PROBLEM:
The records below are to be restated word for word; their pictures are not.

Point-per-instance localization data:

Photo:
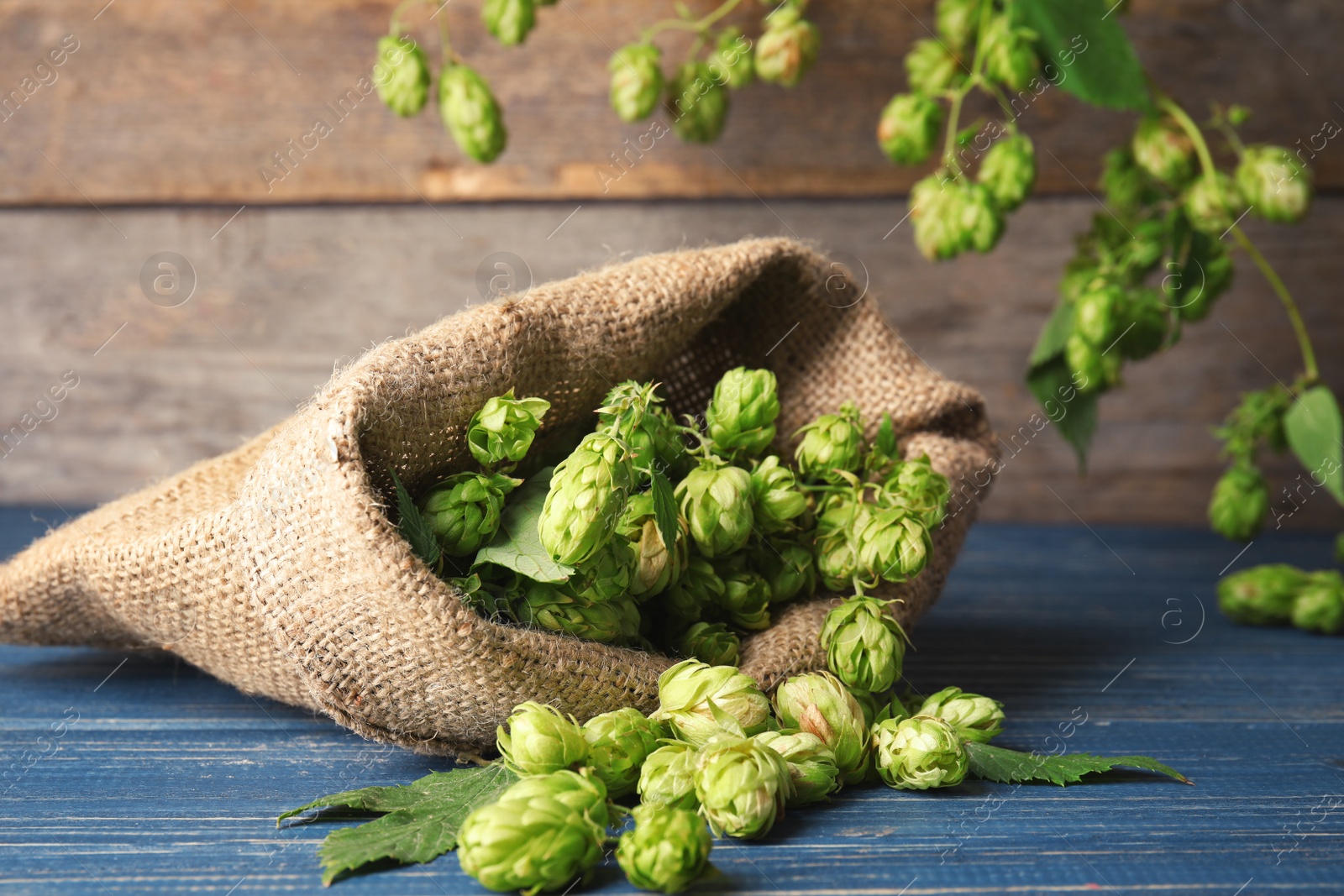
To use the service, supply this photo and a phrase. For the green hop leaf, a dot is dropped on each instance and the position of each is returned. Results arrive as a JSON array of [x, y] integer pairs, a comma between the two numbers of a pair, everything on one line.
[[918, 752], [510, 20], [401, 76], [909, 128], [1276, 183], [667, 851], [470, 114], [636, 81]]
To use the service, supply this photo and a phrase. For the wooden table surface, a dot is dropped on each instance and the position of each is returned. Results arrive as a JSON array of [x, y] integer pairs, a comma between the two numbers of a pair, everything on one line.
[[165, 781]]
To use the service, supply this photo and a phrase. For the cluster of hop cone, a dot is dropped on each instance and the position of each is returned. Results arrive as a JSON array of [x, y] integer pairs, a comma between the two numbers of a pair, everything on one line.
[[717, 755], [689, 569]]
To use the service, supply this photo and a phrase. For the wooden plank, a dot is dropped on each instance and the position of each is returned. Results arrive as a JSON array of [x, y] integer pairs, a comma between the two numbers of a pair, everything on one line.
[[165, 101], [167, 781], [282, 295]]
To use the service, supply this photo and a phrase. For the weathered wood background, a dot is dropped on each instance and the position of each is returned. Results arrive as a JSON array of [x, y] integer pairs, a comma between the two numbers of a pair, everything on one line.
[[154, 130]]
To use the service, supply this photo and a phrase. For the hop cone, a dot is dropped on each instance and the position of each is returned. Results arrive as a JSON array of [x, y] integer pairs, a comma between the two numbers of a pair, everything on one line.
[[1261, 595], [788, 49], [709, 642], [464, 511], [687, 689], [503, 430], [776, 497], [909, 128], [1240, 503], [470, 113], [831, 443], [743, 786], [541, 741], [699, 103], [1164, 150], [667, 851], [974, 716], [1008, 170], [401, 76], [717, 504], [667, 777], [588, 497], [1320, 604], [636, 81], [819, 705], [510, 20], [618, 743], [743, 411], [812, 766], [542, 833], [864, 647], [1276, 183]]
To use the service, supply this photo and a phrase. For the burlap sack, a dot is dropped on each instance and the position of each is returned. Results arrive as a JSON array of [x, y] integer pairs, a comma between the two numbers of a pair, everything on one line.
[[276, 567]]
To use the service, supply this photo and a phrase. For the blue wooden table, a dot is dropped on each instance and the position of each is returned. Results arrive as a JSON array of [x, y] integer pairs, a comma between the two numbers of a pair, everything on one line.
[[140, 774]]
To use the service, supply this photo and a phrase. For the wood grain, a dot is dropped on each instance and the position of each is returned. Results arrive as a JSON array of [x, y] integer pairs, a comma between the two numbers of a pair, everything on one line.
[[282, 295], [168, 782], [172, 101]]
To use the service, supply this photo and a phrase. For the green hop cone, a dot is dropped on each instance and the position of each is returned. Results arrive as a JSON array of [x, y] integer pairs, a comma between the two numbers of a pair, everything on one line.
[[1320, 604], [717, 504], [776, 497], [464, 510], [819, 705], [909, 128], [470, 114], [743, 788], [830, 443], [541, 739], [1276, 183], [501, 432], [618, 743], [510, 20], [958, 20], [636, 81], [931, 67], [667, 777], [1144, 322], [667, 851], [922, 490], [687, 689], [1261, 595], [894, 546], [541, 835], [788, 49], [698, 102], [586, 500], [1164, 150], [1213, 204], [974, 716], [401, 76], [918, 752], [1240, 503], [812, 766], [709, 642], [689, 598], [790, 570], [743, 412], [732, 60], [1008, 53], [746, 600], [546, 606], [1008, 170], [936, 212], [864, 647]]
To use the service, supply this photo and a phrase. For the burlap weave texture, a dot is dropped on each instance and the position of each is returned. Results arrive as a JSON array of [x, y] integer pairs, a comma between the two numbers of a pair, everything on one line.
[[277, 567]]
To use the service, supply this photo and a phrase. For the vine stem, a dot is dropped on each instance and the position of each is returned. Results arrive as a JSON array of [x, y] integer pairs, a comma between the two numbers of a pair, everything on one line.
[[1294, 317]]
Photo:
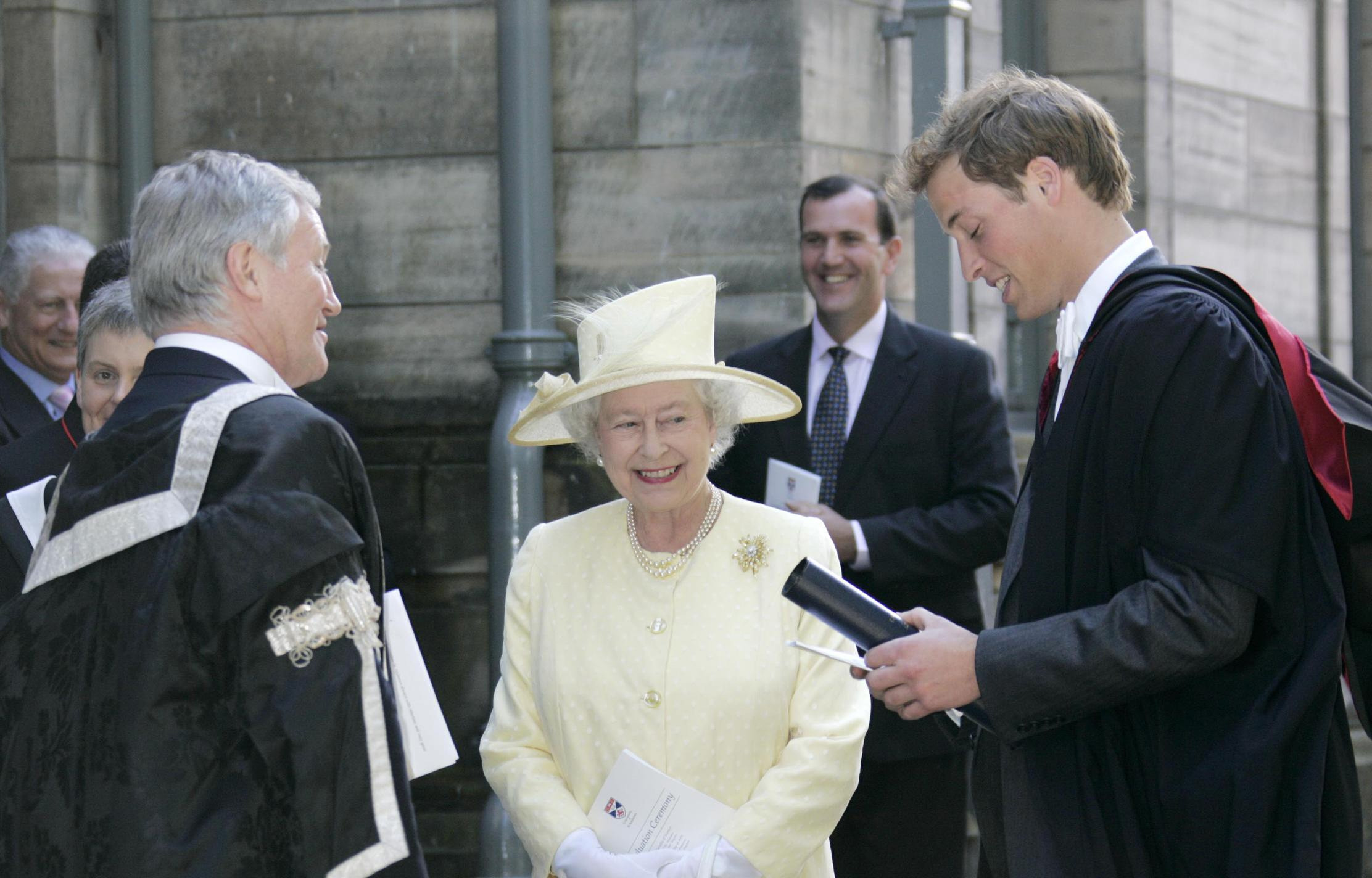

SOLUTION FOR THIS TASK:
Photo:
To use the service, supply this photo and a phrase. For the green hop leaf, a dot is dropped on each instance and the position of each is returned. Results arrive as a JSON array of [x, y] integer pairs, a comma between the two numbers of a pair, everything on one line.
[[918, 752], [510, 20], [401, 76], [909, 128], [1276, 183], [667, 851], [470, 114], [636, 81]]
To use the service, supply this photo and a phrase. For the wooden table surface, a dot is dropped on each instance and the position of each is returned. Results arrive as a JSON array of [x, y] integer pairs, a comma between the two numbers of a pair, everything on one line.
[[165, 781]]
To use the service, supply this photo and a phrase. For the cluster of hop cone, a dot is dropped on each instance and the position of each is returned. Results arrive as a JSON array of [x, y] integer pairs, a comma between the two numbers of a pair, everything on one line.
[[717, 755], [689, 569]]
To use the service, supply this photo and a phrase. For the wooden plank, a dot is dropped on each instance and the position of each is returned. Results arrive as a JSON array of [x, y] integer pairs, a comma between the two numbers of a pair, everything on one line.
[[165, 101], [167, 781], [282, 295]]
To use the service, supply this photo and a phrase. For the weathered wood background, a dot is dropped on each instance and the position of each is returned. Results arrive as a JSON array of [x, y] integer pairs, a comma between the two numbers of a pair, everything on one line.
[[154, 130]]
To use the service, supply this photo and a phrase. For the hop cone, a dot is dropped on each instance and the position of each is returned. Results arrive as a JSON array of [x, y] integer pairs, a comma between the two numbers of a pair, everything on one line.
[[1261, 595], [788, 49], [709, 642], [464, 511], [687, 689], [503, 430], [776, 497], [909, 128], [1240, 503], [470, 113], [831, 443], [743, 786], [541, 741], [699, 103], [1164, 150], [667, 851], [974, 716], [1008, 170], [401, 76], [717, 504], [667, 777], [588, 497], [1320, 604], [636, 81], [819, 705], [510, 20], [618, 743], [743, 411], [812, 766], [542, 833], [864, 647], [1276, 183]]
To use the service, supply this photo and a phrase. For the burlap sack, a dot is dropped on each instance and the position of each is returned. Results arrive as a JSON array of [x, y] integer pairs, a comma between the two numbers of a pair, everything on one line.
[[276, 567]]
To use the service, supply this photo and a phrase. For the blue wooden table, a dot is dropped on each instance and the position of each is returned. Results arrive as a JSON array of [x, y] integer pairs, a comma between the two numbers of a pair, everything on one line.
[[140, 774]]
To use the service, supply this photo and a phrase. For the wood grain, a dot is dropped on each instance and the position of each is returned. Results arrive as a JSON array of [x, y] integer pairs, a comma between the two numbers of a pair, everything on one line.
[[282, 295], [168, 782], [172, 101]]
To use the service, supply this photo and a phrase. For the green hop cone, a dot is dropped on each instance and the position of each is returned. Results arrive as a JSON array of [x, y] integer pairs, a comma between the two numbers of a pair, everything on one line.
[[1320, 604], [717, 504], [776, 497], [464, 510], [819, 705], [909, 128], [470, 114], [743, 788], [830, 443], [541, 739], [1276, 183], [501, 432], [618, 743], [510, 20], [958, 20], [636, 81], [931, 67], [667, 777], [1144, 322], [667, 851], [922, 490], [687, 689], [1261, 595], [894, 546], [541, 835], [788, 49], [698, 102], [586, 500], [1164, 150], [1213, 204], [974, 716], [401, 76], [918, 752], [1240, 503], [812, 766], [709, 642], [689, 598], [790, 570], [743, 412], [732, 60], [1008, 53], [746, 600], [546, 606], [1008, 170], [936, 212], [864, 647]]
To use the service, supply this photo and a phrase. For the burlap weave texture, a dot is dropped on each instance and the position of each is returned. Results arrive as a JSON array of [x, y] integer pairs, a comma between the two numbers of a pair, everything on one line.
[[277, 567]]
To use the service, supply this photo and a phrase. For the vine stem, a dot is dropped on each instance and the position of each is returned. Results arrive as a JSON array of [x, y] integer pairs, a comma between the two numbers of a pair, everything on one line.
[[1294, 317]]
Photo:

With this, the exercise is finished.